* [Text shown]:
Mohammad Reza Mehrmanesh v. United States

972 F.2d 1340

NOTICE: Ninth Circuit Rule 36-3 provides that dispositions other than opinions or orders designated for publication are not precedential and should not be cited except when relevant under the doctrines of law of the case, res judicata, or collateral estoppel.
Mohammad Reza MEHRMANESH, Petitioner-Appellant,
v.
UNITED STATES of America, Defendant-Appellee.

No. 91-15878.

United States Court of Appeals, Ninth Circuit.

Submitted July 13, 1992.*
Decided July 22, 1992.

1

Before WALLACE, Chief Judge, POOLE, Circuit Judge, and MARSH, District Judge.**

2

MEMORANDUM***

3

Appellant Mohammad Reza Mehrmanesh appeals, pro se, the denial of his motion for habeas corpus relief filed pursuant to 28 U.S.C. § 2255. Appellant contends that there was insufficient evidence to sustain his conviction for delivery of a controlled substance and that he should not have received separate punishments on the two counts for delivery of a heroin sample and the later delivery of a larger quantity of heroin.

4

These arguments have previously been raised by Mehrmanesh in a direct appeal of his conviction and sentence. United States v. Mehrmanesh, 682 F.2d 1303 (9th Cir.1982). We found that there was sufficient evidence to find that appellant had knowledge of the criminal plan to find him guilty of the first count of distribution as an aider and abettor. Id., at 1308-1309. In addition, we held that there were clearly two deliveries of heroin and thus, he was properly charged and sentenced for two separate counts of distribution. Id., at 1305-1307.

* [Provided records]:
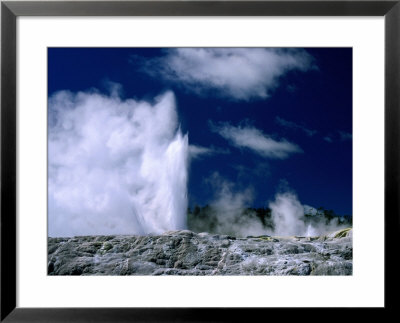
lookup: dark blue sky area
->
[48,48,352,215]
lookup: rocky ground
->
[48,229,353,275]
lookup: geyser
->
[48,91,188,237]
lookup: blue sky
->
[48,48,352,220]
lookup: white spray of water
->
[48,91,188,236]
[269,192,306,236]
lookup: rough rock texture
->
[48,229,353,275]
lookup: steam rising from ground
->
[269,193,306,236]
[189,177,348,237]
[48,91,188,236]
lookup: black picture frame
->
[0,0,400,322]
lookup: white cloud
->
[189,145,229,158]
[141,48,313,101]
[48,91,188,236]
[210,123,302,159]
[275,117,317,137]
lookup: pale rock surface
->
[48,228,353,275]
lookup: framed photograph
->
[1,1,400,322]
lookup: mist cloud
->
[210,123,302,159]
[139,48,313,101]
[48,91,188,236]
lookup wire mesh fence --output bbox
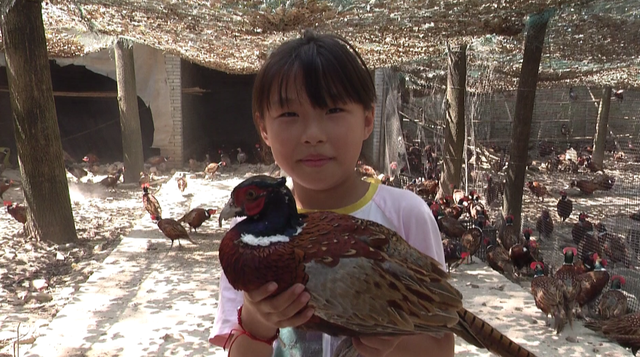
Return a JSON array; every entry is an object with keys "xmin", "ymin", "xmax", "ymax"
[{"xmin": 387, "ymin": 64, "xmax": 640, "ymax": 311}]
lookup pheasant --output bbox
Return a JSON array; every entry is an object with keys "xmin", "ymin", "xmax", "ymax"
[
  {"xmin": 585, "ymin": 312, "xmax": 640, "ymax": 356},
  {"xmin": 4, "ymin": 201, "xmax": 27, "ymax": 224},
  {"xmin": 576, "ymin": 253, "xmax": 609, "ymax": 316},
  {"xmin": 598, "ymin": 275, "xmax": 627, "ymax": 320},
  {"xmin": 151, "ymin": 216, "xmax": 198, "ymax": 249},
  {"xmin": 204, "ymin": 161, "xmax": 227, "ymax": 180},
  {"xmin": 536, "ymin": 208, "xmax": 553, "ymax": 239},
  {"xmin": 142, "ymin": 183, "xmax": 162, "ymax": 217},
  {"xmin": 178, "ymin": 208, "xmax": 216, "ymax": 233},
  {"xmin": 219, "ymin": 175, "xmax": 533, "ymax": 357},
  {"xmin": 176, "ymin": 174, "xmax": 187, "ymax": 192},
  {"xmin": 0, "ymin": 178, "xmax": 13, "ymax": 199},
  {"xmin": 498, "ymin": 215, "xmax": 520, "ymax": 252},
  {"xmin": 556, "ymin": 191, "xmax": 573, "ymax": 222},
  {"xmin": 100, "ymin": 167, "xmax": 124, "ymax": 190},
  {"xmin": 531, "ymin": 262, "xmax": 571, "ymax": 333},
  {"xmin": 236, "ymin": 148, "xmax": 247, "ymax": 165}
]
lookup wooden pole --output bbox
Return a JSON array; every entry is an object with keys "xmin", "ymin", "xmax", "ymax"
[
  {"xmin": 591, "ymin": 87, "xmax": 611, "ymax": 168},
  {"xmin": 0, "ymin": 0, "xmax": 78, "ymax": 244},
  {"xmin": 438, "ymin": 45, "xmax": 467, "ymax": 197},
  {"xmin": 114, "ymin": 38, "xmax": 144, "ymax": 182},
  {"xmin": 503, "ymin": 10, "xmax": 553, "ymax": 231}
]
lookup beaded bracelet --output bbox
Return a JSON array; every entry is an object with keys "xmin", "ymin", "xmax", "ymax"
[{"xmin": 223, "ymin": 305, "xmax": 280, "ymax": 351}]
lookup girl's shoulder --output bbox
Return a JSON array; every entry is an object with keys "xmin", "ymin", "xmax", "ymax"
[{"xmin": 373, "ymin": 185, "xmax": 430, "ymax": 214}]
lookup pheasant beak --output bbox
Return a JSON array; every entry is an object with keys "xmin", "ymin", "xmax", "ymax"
[{"xmin": 218, "ymin": 197, "xmax": 244, "ymax": 227}]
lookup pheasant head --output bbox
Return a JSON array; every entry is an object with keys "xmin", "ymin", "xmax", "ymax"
[
  {"xmin": 562, "ymin": 247, "xmax": 578, "ymax": 265},
  {"xmin": 220, "ymin": 175, "xmax": 302, "ymax": 238},
  {"xmin": 611, "ymin": 275, "xmax": 626, "ymax": 290}
]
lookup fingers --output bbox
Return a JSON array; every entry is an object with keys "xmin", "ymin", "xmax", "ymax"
[
  {"xmin": 245, "ymin": 282, "xmax": 314, "ymax": 328},
  {"xmin": 244, "ymin": 282, "xmax": 278, "ymax": 302}
]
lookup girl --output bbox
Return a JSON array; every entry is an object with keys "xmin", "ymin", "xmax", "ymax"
[{"xmin": 209, "ymin": 31, "xmax": 454, "ymax": 357}]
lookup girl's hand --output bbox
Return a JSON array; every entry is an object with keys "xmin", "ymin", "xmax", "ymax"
[
  {"xmin": 242, "ymin": 282, "xmax": 314, "ymax": 339},
  {"xmin": 353, "ymin": 336, "xmax": 402, "ymax": 357}
]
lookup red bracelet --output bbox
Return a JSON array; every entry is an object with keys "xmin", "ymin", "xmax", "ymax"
[{"xmin": 223, "ymin": 305, "xmax": 280, "ymax": 351}]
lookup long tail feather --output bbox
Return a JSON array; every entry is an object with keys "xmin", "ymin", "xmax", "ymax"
[{"xmin": 456, "ymin": 308, "xmax": 536, "ymax": 357}]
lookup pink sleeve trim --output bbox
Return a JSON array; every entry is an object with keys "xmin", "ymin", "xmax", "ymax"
[{"xmin": 373, "ymin": 185, "xmax": 446, "ymax": 268}]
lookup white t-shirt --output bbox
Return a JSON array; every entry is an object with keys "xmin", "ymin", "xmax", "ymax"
[{"xmin": 209, "ymin": 183, "xmax": 445, "ymax": 357}]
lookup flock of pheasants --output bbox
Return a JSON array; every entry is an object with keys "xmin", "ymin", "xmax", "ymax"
[{"xmin": 357, "ymin": 146, "xmax": 640, "ymax": 355}]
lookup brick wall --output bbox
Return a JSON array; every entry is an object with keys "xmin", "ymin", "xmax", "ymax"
[{"xmin": 159, "ymin": 53, "xmax": 184, "ymax": 167}]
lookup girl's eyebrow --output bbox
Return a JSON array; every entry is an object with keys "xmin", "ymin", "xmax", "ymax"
[{"xmin": 271, "ymin": 97, "xmax": 298, "ymax": 107}]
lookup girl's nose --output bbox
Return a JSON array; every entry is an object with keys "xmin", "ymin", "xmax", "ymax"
[{"xmin": 302, "ymin": 116, "xmax": 327, "ymax": 145}]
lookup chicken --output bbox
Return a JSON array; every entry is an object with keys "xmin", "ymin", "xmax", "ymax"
[
  {"xmin": 571, "ymin": 180, "xmax": 600, "ymax": 195},
  {"xmin": 556, "ymin": 191, "xmax": 573, "ymax": 222},
  {"xmin": 531, "ymin": 262, "xmax": 572, "ymax": 333},
  {"xmin": 584, "ymin": 156, "xmax": 602, "ymax": 172},
  {"xmin": 498, "ymin": 215, "xmax": 520, "ymax": 252},
  {"xmin": 145, "ymin": 155, "xmax": 171, "ymax": 166},
  {"xmin": 509, "ymin": 244, "xmax": 535, "ymax": 275},
  {"xmin": 578, "ymin": 231, "xmax": 602, "ymax": 269},
  {"xmin": 236, "ymin": 148, "xmax": 247, "ymax": 165},
  {"xmin": 82, "ymin": 153, "xmax": 100, "ymax": 166},
  {"xmin": 151, "ymin": 216, "xmax": 198, "ymax": 249},
  {"xmin": 553, "ymin": 247, "xmax": 585, "ymax": 311},
  {"xmin": 100, "ymin": 167, "xmax": 124, "ymax": 190},
  {"xmin": 484, "ymin": 238, "xmax": 517, "ymax": 281},
  {"xmin": 4, "ymin": 201, "xmax": 27, "ymax": 224},
  {"xmin": 460, "ymin": 221, "xmax": 484, "ymax": 262},
  {"xmin": 484, "ymin": 175, "xmax": 498, "ymax": 206},
  {"xmin": 204, "ymin": 161, "xmax": 227, "ymax": 180},
  {"xmin": 438, "ymin": 210, "xmax": 467, "ymax": 239},
  {"xmin": 585, "ymin": 312, "xmax": 640, "ymax": 356},
  {"xmin": 64, "ymin": 164, "xmax": 89, "ymax": 181},
  {"xmin": 525, "ymin": 181, "xmax": 549, "ymax": 202},
  {"xmin": 0, "ymin": 178, "xmax": 13, "ymax": 199},
  {"xmin": 176, "ymin": 173, "xmax": 187, "ymax": 192},
  {"xmin": 414, "ymin": 180, "xmax": 439, "ymax": 199},
  {"xmin": 595, "ymin": 223, "xmax": 632, "ymax": 264},
  {"xmin": 536, "ymin": 208, "xmax": 553, "ymax": 239},
  {"xmin": 569, "ymin": 87, "xmax": 578, "ymax": 102},
  {"xmin": 356, "ymin": 161, "xmax": 378, "ymax": 177},
  {"xmin": 522, "ymin": 227, "xmax": 542, "ymax": 262},
  {"xmin": 138, "ymin": 171, "xmax": 151, "ymax": 187},
  {"xmin": 442, "ymin": 238, "xmax": 463, "ymax": 272},
  {"xmin": 593, "ymin": 174, "xmax": 616, "ymax": 191},
  {"xmin": 218, "ymin": 149, "xmax": 231, "ymax": 166},
  {"xmin": 613, "ymin": 89, "xmax": 624, "ymax": 102},
  {"xmin": 469, "ymin": 196, "xmax": 488, "ymax": 222},
  {"xmin": 571, "ymin": 213, "xmax": 593, "ymax": 245},
  {"xmin": 142, "ymin": 184, "xmax": 162, "ymax": 217},
  {"xmin": 178, "ymin": 208, "xmax": 216, "ymax": 233},
  {"xmin": 598, "ymin": 275, "xmax": 627, "ymax": 320},
  {"xmin": 576, "ymin": 253, "xmax": 609, "ymax": 316}
]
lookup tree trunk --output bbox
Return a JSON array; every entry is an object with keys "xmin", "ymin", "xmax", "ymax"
[
  {"xmin": 114, "ymin": 38, "xmax": 144, "ymax": 183},
  {"xmin": 0, "ymin": 0, "xmax": 78, "ymax": 244},
  {"xmin": 591, "ymin": 87, "xmax": 611, "ymax": 168},
  {"xmin": 503, "ymin": 10, "xmax": 553, "ymax": 231},
  {"xmin": 438, "ymin": 45, "xmax": 467, "ymax": 197}
]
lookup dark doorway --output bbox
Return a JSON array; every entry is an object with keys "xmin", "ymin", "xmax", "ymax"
[
  {"xmin": 181, "ymin": 61, "xmax": 260, "ymax": 162},
  {"xmin": 0, "ymin": 60, "xmax": 154, "ymax": 163}
]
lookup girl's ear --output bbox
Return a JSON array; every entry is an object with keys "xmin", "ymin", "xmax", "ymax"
[
  {"xmin": 362, "ymin": 106, "xmax": 376, "ymax": 141},
  {"xmin": 256, "ymin": 113, "xmax": 271, "ymax": 147}
]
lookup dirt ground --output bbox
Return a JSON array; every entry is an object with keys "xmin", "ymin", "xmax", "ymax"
[
  {"xmin": 0, "ymin": 165, "xmax": 270, "ymax": 355},
  {"xmin": 0, "ymin": 157, "xmax": 640, "ymax": 355}
]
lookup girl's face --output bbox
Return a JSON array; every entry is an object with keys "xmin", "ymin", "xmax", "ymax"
[{"xmin": 259, "ymin": 81, "xmax": 374, "ymax": 191}]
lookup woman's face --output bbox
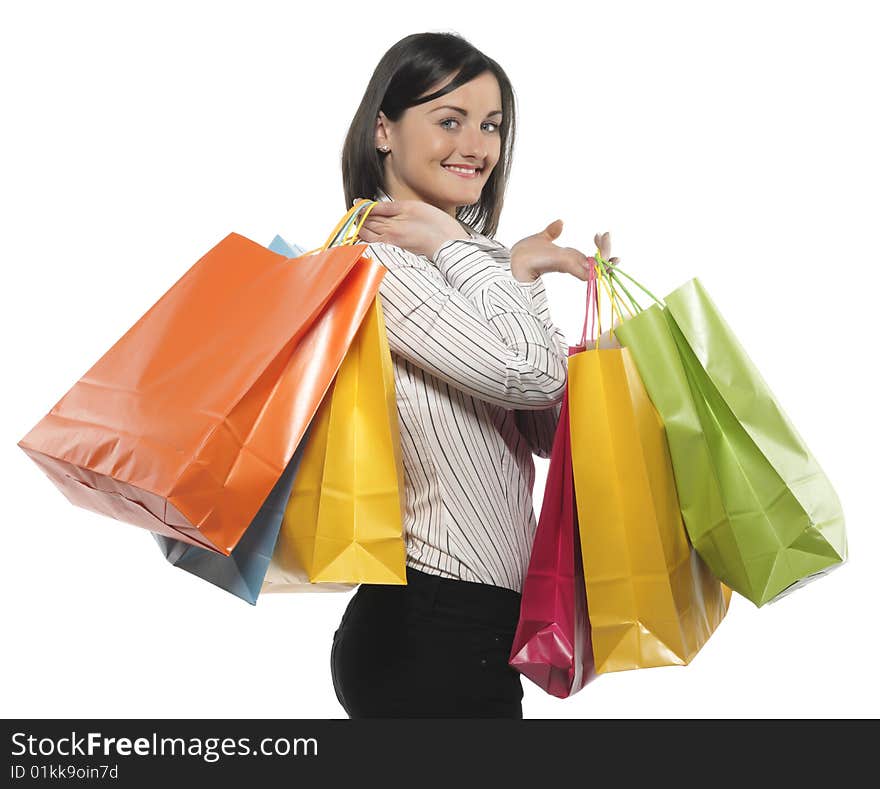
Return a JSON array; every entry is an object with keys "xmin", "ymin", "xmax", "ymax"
[{"xmin": 376, "ymin": 71, "xmax": 502, "ymax": 216}]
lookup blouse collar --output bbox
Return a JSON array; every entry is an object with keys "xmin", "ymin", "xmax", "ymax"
[{"xmin": 373, "ymin": 186, "xmax": 495, "ymax": 244}]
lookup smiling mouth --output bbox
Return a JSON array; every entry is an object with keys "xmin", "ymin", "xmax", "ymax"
[{"xmin": 442, "ymin": 164, "xmax": 483, "ymax": 178}]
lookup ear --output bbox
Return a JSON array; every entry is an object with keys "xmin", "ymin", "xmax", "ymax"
[{"xmin": 374, "ymin": 110, "xmax": 391, "ymax": 148}]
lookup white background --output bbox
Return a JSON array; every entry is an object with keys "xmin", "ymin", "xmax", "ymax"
[{"xmin": 0, "ymin": 0, "xmax": 880, "ymax": 718}]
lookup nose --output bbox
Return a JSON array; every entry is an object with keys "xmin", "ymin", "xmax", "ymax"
[{"xmin": 459, "ymin": 125, "xmax": 487, "ymax": 167}]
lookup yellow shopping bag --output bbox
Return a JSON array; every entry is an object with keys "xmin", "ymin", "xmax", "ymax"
[
  {"xmin": 568, "ymin": 252, "xmax": 731, "ymax": 674},
  {"xmin": 262, "ymin": 286, "xmax": 406, "ymax": 592}
]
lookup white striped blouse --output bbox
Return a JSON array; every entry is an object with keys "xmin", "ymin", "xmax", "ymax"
[{"xmin": 366, "ymin": 190, "xmax": 568, "ymax": 592}]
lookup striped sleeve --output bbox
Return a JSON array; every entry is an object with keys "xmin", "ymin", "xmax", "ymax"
[
  {"xmin": 365, "ymin": 240, "xmax": 568, "ymax": 409},
  {"xmin": 514, "ymin": 277, "xmax": 568, "ymax": 458}
]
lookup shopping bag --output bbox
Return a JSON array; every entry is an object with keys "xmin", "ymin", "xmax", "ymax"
[
  {"xmin": 153, "ymin": 427, "xmax": 309, "ymax": 605},
  {"xmin": 263, "ymin": 240, "xmax": 406, "ymax": 592},
  {"xmin": 568, "ymin": 258, "xmax": 731, "ymax": 674},
  {"xmin": 19, "ymin": 212, "xmax": 383, "ymax": 555},
  {"xmin": 153, "ymin": 209, "xmax": 402, "ymax": 605},
  {"xmin": 617, "ymin": 268, "xmax": 847, "ymax": 607},
  {"xmin": 508, "ymin": 382, "xmax": 596, "ymax": 699}
]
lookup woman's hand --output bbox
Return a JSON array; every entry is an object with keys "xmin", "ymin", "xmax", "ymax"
[
  {"xmin": 510, "ymin": 219, "xmax": 617, "ymax": 282},
  {"xmin": 358, "ymin": 200, "xmax": 470, "ymax": 260}
]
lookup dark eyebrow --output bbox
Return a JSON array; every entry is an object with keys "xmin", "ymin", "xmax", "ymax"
[{"xmin": 431, "ymin": 104, "xmax": 501, "ymax": 118}]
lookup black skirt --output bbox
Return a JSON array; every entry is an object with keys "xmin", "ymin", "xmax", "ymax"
[{"xmin": 330, "ymin": 566, "xmax": 523, "ymax": 718}]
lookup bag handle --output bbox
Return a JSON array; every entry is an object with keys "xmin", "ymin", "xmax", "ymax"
[{"xmin": 300, "ymin": 199, "xmax": 377, "ymax": 257}]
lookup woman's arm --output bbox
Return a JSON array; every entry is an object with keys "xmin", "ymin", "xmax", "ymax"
[{"xmin": 365, "ymin": 239, "xmax": 568, "ymax": 409}]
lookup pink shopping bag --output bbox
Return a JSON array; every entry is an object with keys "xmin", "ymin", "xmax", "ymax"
[{"xmin": 508, "ymin": 378, "xmax": 597, "ymax": 699}]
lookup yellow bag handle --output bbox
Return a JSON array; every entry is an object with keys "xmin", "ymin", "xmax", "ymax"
[{"xmin": 300, "ymin": 198, "xmax": 377, "ymax": 257}]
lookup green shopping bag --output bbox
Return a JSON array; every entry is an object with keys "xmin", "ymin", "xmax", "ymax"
[{"xmin": 598, "ymin": 256, "xmax": 847, "ymax": 607}]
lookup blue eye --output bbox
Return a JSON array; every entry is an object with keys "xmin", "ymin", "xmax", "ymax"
[{"xmin": 440, "ymin": 118, "xmax": 501, "ymax": 134}]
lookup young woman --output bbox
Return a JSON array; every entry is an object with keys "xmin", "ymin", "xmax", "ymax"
[{"xmin": 331, "ymin": 33, "xmax": 604, "ymax": 718}]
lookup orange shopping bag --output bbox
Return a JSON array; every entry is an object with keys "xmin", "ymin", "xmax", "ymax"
[{"xmin": 18, "ymin": 209, "xmax": 383, "ymax": 556}]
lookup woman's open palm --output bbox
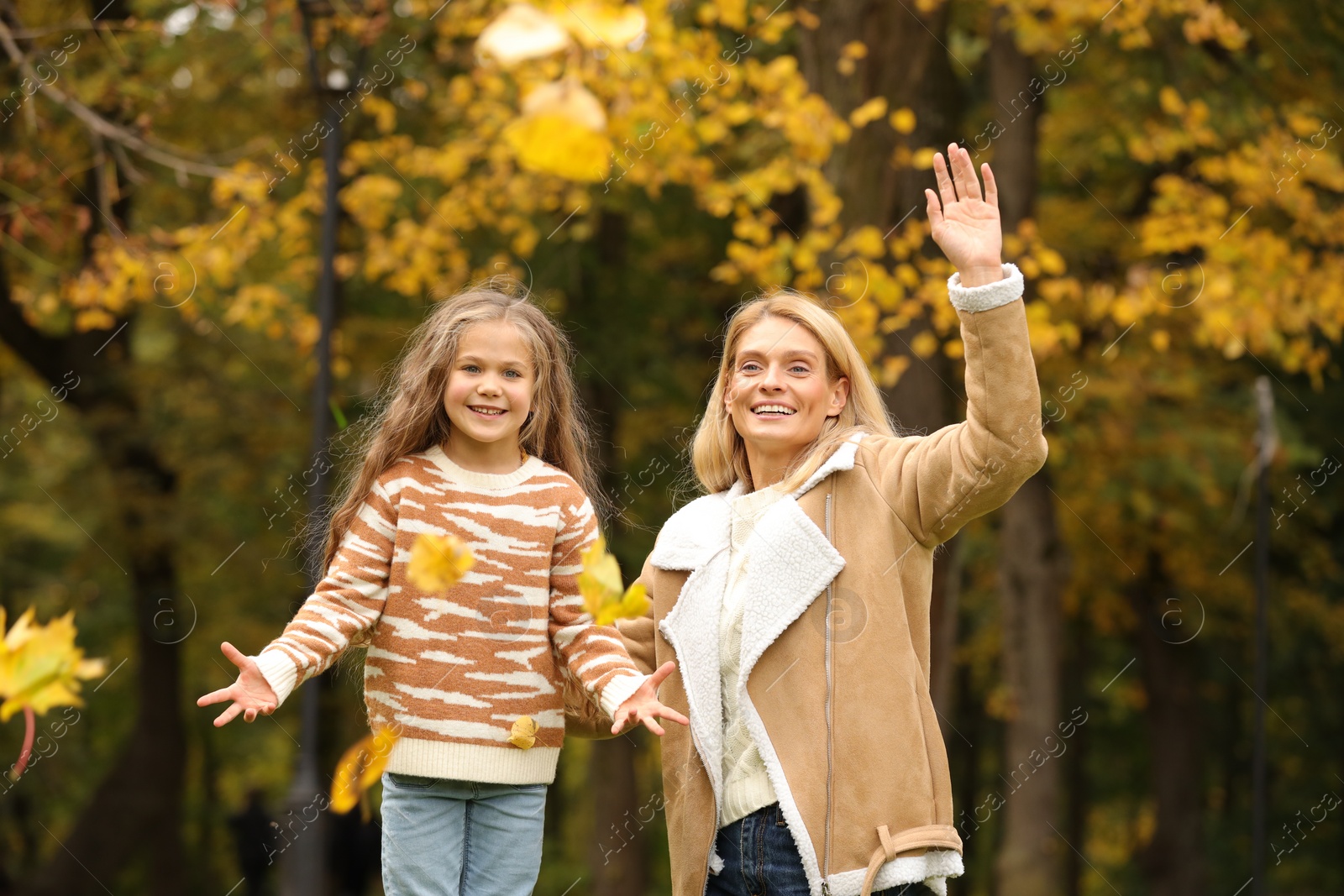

* [Task statement]: Resume the Mehrmanesh appeal memorandum from the point where the text ends, keeping to the court's voice and the facts it already gives.

* [The answer]:
5

When an issue is raised on direct appeal, that issue may not be raised in a motion to vacate a sentence pursuant to 28 U.S.C. § 2255 unless there has been an intervening change in the law. Davis v. United States, 417 U.S. 333, 342 (1974); United States v. Redd, 759 F.2d 699, 701 (9th Cir.1985).

6

Appellant contends that our decision in United States v. Palafox, 764 F.2d 558 (9th Cir.1985) reconsidered the sufficiency of the evidence with respect to Mehrmanesh's knowledge of the distribution of the drug sample and changed the law governing when separate counts of conviction may lie for multiple drug transactions. Both of these contentions are without merit.

7

As to his first argument, appellant correctly notes that the majority in Palafox stated that the first delivery of the sample of heroin in Mehrmanesh was "unbeknownst" to Mehrmanesh. However, as the dissent in Palafox points out, that assertion is contrary to the holding of the Mehrmanesh majority which found that the defendant "fully understood that a sample would be delivered." Palafox, 764 F.2d at 569 (Poole dissenting), citing Mehrmanesh, 682 F.2d at 1307-08.

8

As to his second argument that Palafox changed the law with respect to his sentences for two separate counts of distribution, in Palafox, we held that where a defendant distributes a drug sample and retains the remainder for the purpose of making an immediate distribution to the same people, at the same time and in the same location, the defendant may be charged separately and separate guilty verdicts may be returned, but the defendant may only be punished on one count.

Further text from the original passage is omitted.